• **Written task**:
Set down, with no alterations, everything in the records below from the line containing "point_to(query) locates a point on each instance of the light" down to the end of the records.

++++ Provided data

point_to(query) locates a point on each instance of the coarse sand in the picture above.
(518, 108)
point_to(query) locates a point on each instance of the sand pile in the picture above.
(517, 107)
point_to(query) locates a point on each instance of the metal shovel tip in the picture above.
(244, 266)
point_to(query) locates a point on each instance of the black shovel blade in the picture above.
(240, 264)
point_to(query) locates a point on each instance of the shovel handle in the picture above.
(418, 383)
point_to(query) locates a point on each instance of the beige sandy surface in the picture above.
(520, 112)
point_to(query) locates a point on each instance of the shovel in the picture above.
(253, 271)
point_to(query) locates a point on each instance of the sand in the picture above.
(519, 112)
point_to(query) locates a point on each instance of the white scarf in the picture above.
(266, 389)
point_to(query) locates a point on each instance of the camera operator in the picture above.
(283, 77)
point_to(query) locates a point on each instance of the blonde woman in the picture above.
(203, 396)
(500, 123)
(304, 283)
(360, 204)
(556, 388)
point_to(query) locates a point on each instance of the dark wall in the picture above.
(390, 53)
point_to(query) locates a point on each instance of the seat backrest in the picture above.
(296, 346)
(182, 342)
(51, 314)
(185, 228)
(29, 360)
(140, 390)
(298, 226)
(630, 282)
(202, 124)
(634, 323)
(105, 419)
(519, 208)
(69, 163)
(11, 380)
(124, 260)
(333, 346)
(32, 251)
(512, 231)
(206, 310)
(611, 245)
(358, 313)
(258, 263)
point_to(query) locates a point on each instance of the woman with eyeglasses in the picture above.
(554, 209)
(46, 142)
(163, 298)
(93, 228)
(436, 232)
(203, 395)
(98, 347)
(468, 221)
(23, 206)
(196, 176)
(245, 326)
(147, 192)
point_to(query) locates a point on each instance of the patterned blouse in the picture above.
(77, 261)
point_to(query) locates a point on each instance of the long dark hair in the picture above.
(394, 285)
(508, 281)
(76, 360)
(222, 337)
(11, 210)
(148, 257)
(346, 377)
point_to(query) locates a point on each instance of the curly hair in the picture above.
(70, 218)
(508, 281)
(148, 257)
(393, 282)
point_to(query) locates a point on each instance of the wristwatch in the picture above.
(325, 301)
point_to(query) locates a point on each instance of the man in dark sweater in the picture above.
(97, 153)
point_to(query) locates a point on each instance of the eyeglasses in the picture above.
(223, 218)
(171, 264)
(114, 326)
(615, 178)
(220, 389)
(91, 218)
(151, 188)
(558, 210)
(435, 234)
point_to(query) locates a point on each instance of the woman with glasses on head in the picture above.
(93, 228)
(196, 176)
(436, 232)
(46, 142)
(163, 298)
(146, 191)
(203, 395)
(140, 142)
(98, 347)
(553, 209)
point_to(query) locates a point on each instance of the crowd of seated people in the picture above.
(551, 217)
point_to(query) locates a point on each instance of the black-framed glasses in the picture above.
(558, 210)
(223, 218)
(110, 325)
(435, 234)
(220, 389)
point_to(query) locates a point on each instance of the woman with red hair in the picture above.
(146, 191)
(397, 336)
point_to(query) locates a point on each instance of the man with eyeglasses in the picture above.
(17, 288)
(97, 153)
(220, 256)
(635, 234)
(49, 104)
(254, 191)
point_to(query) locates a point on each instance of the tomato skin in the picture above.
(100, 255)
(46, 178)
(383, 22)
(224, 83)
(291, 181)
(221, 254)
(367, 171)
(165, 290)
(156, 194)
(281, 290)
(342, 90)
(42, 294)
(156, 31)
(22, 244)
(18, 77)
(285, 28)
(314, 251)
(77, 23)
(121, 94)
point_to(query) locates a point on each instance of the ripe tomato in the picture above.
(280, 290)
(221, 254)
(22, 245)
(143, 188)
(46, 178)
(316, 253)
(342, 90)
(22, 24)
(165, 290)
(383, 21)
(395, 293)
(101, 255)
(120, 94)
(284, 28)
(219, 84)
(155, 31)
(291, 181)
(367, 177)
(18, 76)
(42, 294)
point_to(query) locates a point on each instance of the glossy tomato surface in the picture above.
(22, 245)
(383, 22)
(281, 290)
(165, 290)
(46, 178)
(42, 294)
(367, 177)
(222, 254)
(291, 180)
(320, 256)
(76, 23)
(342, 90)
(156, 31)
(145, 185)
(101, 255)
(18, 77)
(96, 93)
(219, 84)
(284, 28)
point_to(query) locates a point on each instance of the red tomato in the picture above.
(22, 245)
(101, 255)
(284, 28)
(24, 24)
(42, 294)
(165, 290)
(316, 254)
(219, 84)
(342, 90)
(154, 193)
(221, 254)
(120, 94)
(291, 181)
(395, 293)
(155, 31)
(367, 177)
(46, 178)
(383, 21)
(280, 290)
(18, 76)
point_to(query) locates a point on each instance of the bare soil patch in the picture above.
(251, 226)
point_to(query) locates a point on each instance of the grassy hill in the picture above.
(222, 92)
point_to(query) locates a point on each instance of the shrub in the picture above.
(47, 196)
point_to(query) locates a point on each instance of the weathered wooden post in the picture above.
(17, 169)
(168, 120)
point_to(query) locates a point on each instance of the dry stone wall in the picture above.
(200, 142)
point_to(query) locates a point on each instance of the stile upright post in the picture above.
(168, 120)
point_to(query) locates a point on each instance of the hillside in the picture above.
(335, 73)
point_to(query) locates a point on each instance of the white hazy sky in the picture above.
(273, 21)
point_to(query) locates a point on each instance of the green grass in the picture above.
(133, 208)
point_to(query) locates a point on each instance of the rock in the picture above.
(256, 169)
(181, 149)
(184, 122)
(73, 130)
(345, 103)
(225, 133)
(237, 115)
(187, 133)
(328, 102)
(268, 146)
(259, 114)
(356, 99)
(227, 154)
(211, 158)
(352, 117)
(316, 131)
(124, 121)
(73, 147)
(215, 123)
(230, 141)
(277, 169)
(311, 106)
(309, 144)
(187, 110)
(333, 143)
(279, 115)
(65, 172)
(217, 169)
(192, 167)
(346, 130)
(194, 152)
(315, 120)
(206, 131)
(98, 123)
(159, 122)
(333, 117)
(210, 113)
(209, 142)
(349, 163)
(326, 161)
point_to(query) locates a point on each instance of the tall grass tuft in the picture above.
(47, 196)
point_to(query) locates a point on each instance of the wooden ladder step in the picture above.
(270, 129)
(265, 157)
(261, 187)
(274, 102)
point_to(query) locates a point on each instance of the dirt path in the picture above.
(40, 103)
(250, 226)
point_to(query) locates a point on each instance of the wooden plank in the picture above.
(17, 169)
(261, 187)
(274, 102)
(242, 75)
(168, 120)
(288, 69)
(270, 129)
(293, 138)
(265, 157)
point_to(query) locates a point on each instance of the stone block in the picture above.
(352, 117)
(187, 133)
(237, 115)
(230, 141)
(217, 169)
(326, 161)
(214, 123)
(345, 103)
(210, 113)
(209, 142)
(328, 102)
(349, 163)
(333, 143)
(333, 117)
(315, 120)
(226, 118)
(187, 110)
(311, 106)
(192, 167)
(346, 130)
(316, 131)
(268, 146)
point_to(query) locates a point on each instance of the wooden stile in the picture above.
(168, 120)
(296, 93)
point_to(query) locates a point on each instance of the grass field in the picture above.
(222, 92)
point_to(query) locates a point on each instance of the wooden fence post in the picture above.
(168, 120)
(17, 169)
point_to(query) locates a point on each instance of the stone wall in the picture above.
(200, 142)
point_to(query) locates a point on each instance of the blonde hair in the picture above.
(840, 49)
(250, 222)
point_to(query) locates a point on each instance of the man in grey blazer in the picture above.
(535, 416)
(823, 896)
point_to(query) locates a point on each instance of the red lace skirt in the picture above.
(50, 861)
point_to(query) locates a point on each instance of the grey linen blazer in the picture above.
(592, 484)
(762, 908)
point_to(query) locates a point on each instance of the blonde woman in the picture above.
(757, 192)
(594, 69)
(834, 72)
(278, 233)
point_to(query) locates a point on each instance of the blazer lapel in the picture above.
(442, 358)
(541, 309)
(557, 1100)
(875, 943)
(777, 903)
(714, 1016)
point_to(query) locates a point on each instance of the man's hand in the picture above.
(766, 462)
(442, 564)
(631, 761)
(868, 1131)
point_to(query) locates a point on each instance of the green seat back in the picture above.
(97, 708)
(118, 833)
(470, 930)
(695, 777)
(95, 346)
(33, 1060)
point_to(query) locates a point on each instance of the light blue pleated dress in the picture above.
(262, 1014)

++++++++

• **Task answer**:
point_to(query) locates a point on each instance of the light blue pleated dress in the picture above.
(262, 1014)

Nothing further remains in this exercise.